START Exercise input
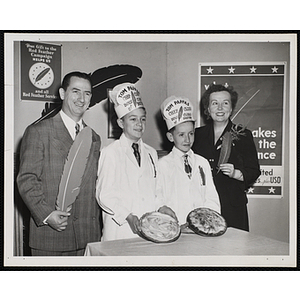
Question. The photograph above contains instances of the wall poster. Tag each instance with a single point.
(40, 71)
(261, 93)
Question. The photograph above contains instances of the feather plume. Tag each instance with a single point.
(74, 169)
(202, 174)
(108, 77)
(180, 112)
(225, 149)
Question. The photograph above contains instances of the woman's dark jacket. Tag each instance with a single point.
(243, 156)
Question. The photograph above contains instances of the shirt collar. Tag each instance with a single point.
(70, 123)
(179, 153)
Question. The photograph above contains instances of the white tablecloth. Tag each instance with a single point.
(233, 242)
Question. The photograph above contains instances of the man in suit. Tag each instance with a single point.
(44, 150)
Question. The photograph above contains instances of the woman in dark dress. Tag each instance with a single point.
(236, 173)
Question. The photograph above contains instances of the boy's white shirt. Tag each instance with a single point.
(180, 193)
(123, 187)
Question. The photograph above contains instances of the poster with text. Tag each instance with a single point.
(260, 107)
(40, 71)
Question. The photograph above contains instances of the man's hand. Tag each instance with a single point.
(134, 223)
(168, 211)
(58, 220)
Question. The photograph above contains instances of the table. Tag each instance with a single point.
(233, 242)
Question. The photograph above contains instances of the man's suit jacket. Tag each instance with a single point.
(44, 149)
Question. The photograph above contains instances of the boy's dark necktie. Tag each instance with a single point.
(187, 166)
(136, 153)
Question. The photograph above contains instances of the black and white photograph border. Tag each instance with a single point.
(12, 130)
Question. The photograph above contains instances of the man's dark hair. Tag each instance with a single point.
(67, 78)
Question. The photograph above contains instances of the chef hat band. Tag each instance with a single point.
(125, 98)
(176, 110)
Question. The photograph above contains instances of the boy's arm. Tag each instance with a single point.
(108, 193)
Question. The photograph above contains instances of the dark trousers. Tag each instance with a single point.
(37, 252)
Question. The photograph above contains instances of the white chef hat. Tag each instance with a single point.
(176, 110)
(125, 98)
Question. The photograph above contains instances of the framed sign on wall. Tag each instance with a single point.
(40, 71)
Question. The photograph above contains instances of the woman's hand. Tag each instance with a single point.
(134, 223)
(58, 220)
(168, 211)
(230, 171)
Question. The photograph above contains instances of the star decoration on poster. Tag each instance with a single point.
(209, 70)
(251, 190)
(271, 190)
(231, 70)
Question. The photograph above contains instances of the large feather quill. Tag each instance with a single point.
(73, 169)
(225, 149)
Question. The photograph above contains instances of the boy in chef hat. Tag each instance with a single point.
(185, 179)
(127, 172)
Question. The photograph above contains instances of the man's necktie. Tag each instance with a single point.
(187, 166)
(77, 128)
(136, 153)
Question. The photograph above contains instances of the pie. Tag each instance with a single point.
(159, 228)
(206, 222)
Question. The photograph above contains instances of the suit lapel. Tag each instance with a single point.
(60, 137)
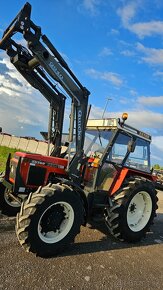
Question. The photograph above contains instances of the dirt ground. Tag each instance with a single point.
(95, 261)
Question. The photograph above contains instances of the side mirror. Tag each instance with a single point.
(131, 146)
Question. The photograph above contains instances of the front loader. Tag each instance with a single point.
(108, 173)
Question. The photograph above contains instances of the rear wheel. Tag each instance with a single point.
(133, 210)
(8, 205)
(49, 220)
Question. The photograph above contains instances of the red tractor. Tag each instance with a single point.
(108, 172)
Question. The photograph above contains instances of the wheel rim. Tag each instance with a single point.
(10, 201)
(55, 222)
(139, 211)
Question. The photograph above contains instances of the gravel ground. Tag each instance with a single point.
(95, 261)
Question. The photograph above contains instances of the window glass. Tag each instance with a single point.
(96, 142)
(119, 149)
(139, 159)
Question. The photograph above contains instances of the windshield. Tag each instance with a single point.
(96, 142)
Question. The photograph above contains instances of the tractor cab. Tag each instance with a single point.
(115, 150)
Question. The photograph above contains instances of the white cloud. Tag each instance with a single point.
(105, 52)
(151, 101)
(152, 55)
(114, 31)
(127, 52)
(142, 29)
(127, 13)
(158, 74)
(111, 77)
(91, 5)
(157, 142)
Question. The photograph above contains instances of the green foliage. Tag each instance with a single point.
(4, 151)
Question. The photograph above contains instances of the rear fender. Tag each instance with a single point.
(125, 173)
(82, 195)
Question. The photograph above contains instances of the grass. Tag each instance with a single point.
(4, 151)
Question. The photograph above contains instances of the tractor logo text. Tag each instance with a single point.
(79, 124)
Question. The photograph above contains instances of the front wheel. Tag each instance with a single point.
(8, 205)
(49, 220)
(133, 210)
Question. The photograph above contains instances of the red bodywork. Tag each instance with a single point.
(49, 164)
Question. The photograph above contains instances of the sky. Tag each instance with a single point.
(115, 48)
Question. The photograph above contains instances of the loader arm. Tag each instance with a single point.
(42, 65)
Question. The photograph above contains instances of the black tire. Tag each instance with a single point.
(123, 219)
(43, 214)
(7, 205)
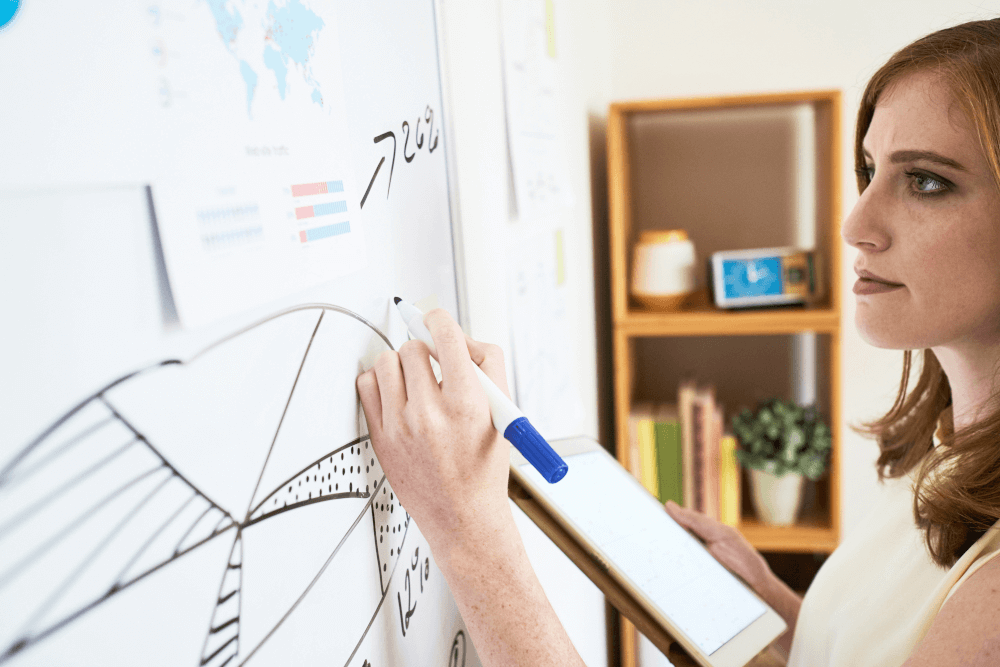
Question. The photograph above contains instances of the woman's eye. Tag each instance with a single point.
(925, 184)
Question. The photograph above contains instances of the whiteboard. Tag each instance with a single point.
(172, 485)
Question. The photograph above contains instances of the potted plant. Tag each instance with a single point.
(781, 444)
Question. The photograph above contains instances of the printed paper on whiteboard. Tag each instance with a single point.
(535, 140)
(255, 199)
(541, 340)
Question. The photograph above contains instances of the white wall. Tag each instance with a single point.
(474, 80)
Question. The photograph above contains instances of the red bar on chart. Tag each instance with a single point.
(321, 188)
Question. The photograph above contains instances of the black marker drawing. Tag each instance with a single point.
(418, 139)
(94, 466)
(456, 657)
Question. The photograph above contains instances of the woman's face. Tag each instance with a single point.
(927, 228)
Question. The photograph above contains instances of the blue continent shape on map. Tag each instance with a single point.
(291, 30)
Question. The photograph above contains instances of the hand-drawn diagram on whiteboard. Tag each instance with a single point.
(154, 494)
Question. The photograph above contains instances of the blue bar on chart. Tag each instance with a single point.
(317, 233)
(317, 210)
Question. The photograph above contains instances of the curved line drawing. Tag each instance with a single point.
(197, 517)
END Exercise input
• Work instructions
Without the pictures, repeat every record above exactly as written.

• Exercise result
Question. The photograph above contains instances of the wall poster. Tag each instance with a single point.
(40, 71)
(261, 93)
Question. The photograph above contains instances of the feather plume. Tag each instance with a single point.
(74, 169)
(202, 174)
(108, 77)
(180, 112)
(225, 149)
Question. The photograph above contains instances of the woman's dark jacket. Tag each instance with a single point.
(243, 156)
Question. The photograph above contains instances of the shirt collar. Tag each instance with a single point.
(70, 123)
(179, 153)
Question. The photograph above contains instances of the white tablecloth. Tag each instance with a single point.
(233, 242)
Question. The photograph above contains instances of the man in suit. Tag each instance with a single point.
(44, 150)
Question. The photograph above contains instances of the woman in dark dress. Tag each instance with a single point.
(236, 173)
Question. The photograph above contains instances of the boy's white shirt. Tag each instance with a single point.
(180, 193)
(123, 187)
Question. The photograph above contains instances of the poster with text. Tag each instance with a single point.
(260, 107)
(40, 71)
Question. The photograph above contains instances of the man's hand. Tag each instance with a single point.
(134, 223)
(168, 211)
(58, 220)
Question. The photograph above contains instances of the table. Tag each instance with a single point.
(233, 242)
Question. The photograph above contains instances of the man's suit jacket. Tag each instance with a single point.
(44, 149)
Question. The photograph above contains instances of the boy's dark necktie. Tag each instance with a single point.
(187, 166)
(136, 153)
Question. The photograph above contains instances of the black and white photograph border. Tag each instance with a single point.
(12, 130)
Question. The photograph above contains instances of the man's dark hair. Tag each instance with a single point.
(67, 78)
Question. The photograph above contains instances of the chef hat band. Tag each instance with a single point.
(125, 98)
(176, 110)
Question. The photograph above contains instances of the boy's arm. Tag each instance with a single point.
(108, 193)
Question. The photograph above contains instances of the dark trousers. Tag each instance with a single point.
(37, 252)
Question. The photograph above contains instances of the white chef hat. Tag each instance with a single point.
(176, 110)
(125, 98)
Question. The photograph above contains instances of the framed sign on wall. Tag each instance with a single point.
(40, 71)
Question. The photograph above contains instances of the woman's hand. Tag each instance with a single point.
(134, 223)
(58, 220)
(168, 211)
(230, 171)
Question. The photograph above contains instances of the star decoration on poster. Tag each instance with a single point.
(209, 70)
(251, 190)
(271, 190)
(231, 70)
Question. The photograph above contains instances of the large feather quill. Tag each instance with a single point.
(73, 169)
(225, 149)
Question. The photograph above contains instances of the boy in chef hat. Tag each instance with a single point.
(185, 179)
(127, 172)
Question. The photograph above contains instances of the man's necktie. Tag each instance with a single point.
(187, 166)
(77, 128)
(136, 153)
Question. The photograph above contains instances of the pie. Tag each instance with a single point.
(159, 228)
(206, 222)
Question. The photograph above contains instances of the suit lapel. Tag each instance with a single point.
(60, 137)
Question. The photograph above contains instances of the dirt ground. Tag each instance with a single point.
(95, 261)
Question. The photograph above contains instances of the side mirror. Tag each instance with a single point.
(131, 146)
Question. The photograph above contains instances of the front loader. Tag each instance with a single point.
(108, 173)
Question. The photograph above contains instances of the rear wheel. Tag each instance with a single point.
(133, 210)
(8, 205)
(49, 220)
Question. The photograph above contains instances of the red tractor. Tag each instance with a single point.
(108, 172)
Question. The photograph above contains instances of the wheel rim. Tag each instance with a single point.
(10, 201)
(55, 222)
(139, 211)
Question. The photograph above contains instances of the gravel ground. Tag each instance with a single point.
(95, 261)
Question. The photograph above contains instances of the window glass. Tag each instance with a single point.
(96, 142)
(119, 149)
(139, 159)
Question. The photograph above contains instances of the windshield. Tag each instance with a single point.
(96, 142)
Question. The photograph above contains instances of the tractor cab. Tag each instance with a single point.
(115, 150)
Question. The photograph above contains instances of the white cloud. Tag each instance with a single point.
(105, 52)
(151, 101)
(152, 55)
(114, 31)
(127, 52)
(142, 29)
(127, 13)
(158, 74)
(111, 77)
(91, 5)
(157, 142)
Question. The photograph above contains instances of the green foliage. Tag each instance with a single point.
(4, 151)
Question. The photograph above contains instances of the rear fender. Tag each instance with a single point.
(125, 173)
(82, 195)
Question. The photograph above contains instances of the grass. Tag each instance with a single point.
(4, 151)
Question. The photograph above contains instances of the tractor logo text. Tag each instance with a single point.
(79, 124)
Question. The photograph above contains instances of the front wheel. Tag each instance with a single point.
(8, 205)
(49, 220)
(133, 210)
Question. The photograph above contains instances of the red bodywork. Tag each instance with a single point.
(49, 164)
Question. The photograph above contains instances of the sky. Tag each instance with a single point.
(115, 48)
Question. The photograph above contains instances of the loader arm. Tag each instance with a single point.
(42, 65)
Question. The photograph above contains instances of the black tire. Tag each instance with a single point.
(123, 219)
(43, 214)
(7, 205)
Question. The photograph above contains instances of the woman's eye. Tag each instance with a single point.
(925, 184)
Question. The photograph above contains instances of the whiteboard. Tag each instance with a single point.
(172, 485)
Question. The photograph above contains instances of the potted plant. Tag each instance with a single point.
(781, 444)
Question. The photograph above contains instances of the printed paper on whiteboard. Tag each instance with a single point.
(535, 140)
(255, 199)
(541, 340)
Question. The photograph above contains instances of the white wall. Tag each instance with a single point.
(474, 80)
Question. The photograph above contains instances of the red bar on chart. Tag each instance with a single point.
(321, 188)
Question. The photograph above contains instances of the black marker drawing. Tag each instance with a single point.
(418, 139)
(94, 466)
(456, 657)
Question. The photograph above contains instances of the woman's face. Tag each instance with a single point.
(927, 228)
Question. The photograph above contains instances of the blue continent shape on map. Tag each instance with a single point.
(291, 30)
Question. The photograph above contains instances of the hand-drawn diagram on whiteboard. Tag each instance with a single point.
(154, 494)
Question. The photograph above contains instances of the blue bar on chart. Tag each instance with a single point.
(317, 233)
(317, 210)
Question. The photograph above contains instances of the curved line drawing. Tag each instance with a single point.
(197, 517)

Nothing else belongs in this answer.